# EXPLORE THE MATERIAL:
1 > In the article on bird and human voices, how many bird species did Dr Elemans' team study?
2 > Decide whether each statement agrees with the article on bird and human voices, answering yes or no and quoting the words that settle it: (a) The Mead theory was first proposed in the 1950s. (b) A bird's syrinx sits in the throat close to the beak. (c) Dr Jan Svec works at the University of Southern Denmark.
3 > Please reproduce the passage of the article on bird and human voices, starting with "FRANCE: Humans and" and going on through "to create sound.".

# EXTRACT PROVIDED:
FRANCE: Humans and birds have separately developed the same musical solution to talking and singing, an evolution study has found.
Both employ a system that involves sound pulses being generated hundreds or thousands of times per second as folds of tissue rapidly vibrate.
The “myoelastic-aerodynamic” theory (Mead) was first proposed in the 1950s to explain the way vocal cords in the larynx oscillate to create sound.
Now new research suggests exactly the same mechanism is employed by both humans and birds, despite them having completely different vocal organs.
“Science has known for over 60 years that this mechanism … drives speech and singing in humans,” says lead scientist Dr Coen Elemans of the University of Southern Denmark.
“We have now shown birds use the exact same mechanism to make vocalisations. Mead might even turn out to be a widespread mechanism in all land-dwelling vertebrates.”
A bird’s vocal organ, the syrinx, is buried deep inside the breast cavity near the lungs, making it difficult to study. Instead of having vocal cords, its walls are lined with drum-like elastic membranes that vibrate in response to flowing air.
Dr Elemans’ team, whose findings are reported in the journal Nature Communications, studied six different species of bird from the tiny zebra finch to the huge ostrich.
Using high speed cameras, the researchers showed all of them produced sound according to the Mead theory.
“To me it was very surprising and fascinating to discover that such different vocal organs make sound the same way,” says co-author Dr Jan Svec from Palacky University in the Czech Republic.
Elemans adds that Songbirds are an excellent model to study the human voice and its neurological diseases, “so we hope to transfer our knowledge about songbird vocal production to research in human vocal production”.

# GIVEN MATERIAL:
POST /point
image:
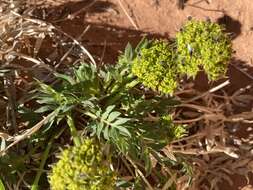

# ANSWERS PER TASK:
1 > Six species, from the tiny zebra finch to the huge ostrich.

2 >
(a) Yes: "was first proposed in the 1950s"
(b) No: "is buried deep inside the breast cavity near the lungs"
(c) No: "Dr Jan Svec from Palacky University in the Czech Republic"

3 >
FRANCE: Humans and birds have separately developed the same musical solution to talking and singing, an evolution study has found.
Both employ a system that involves sound pulses being generated hundreds or thousands of times per second as folds of tissue rapidly vibrate.
The “myoelastic-aerodynamic” theory (Mead) was first proposed in the 1950s to explain the way vocal cords in the larynx oscillate to create sound.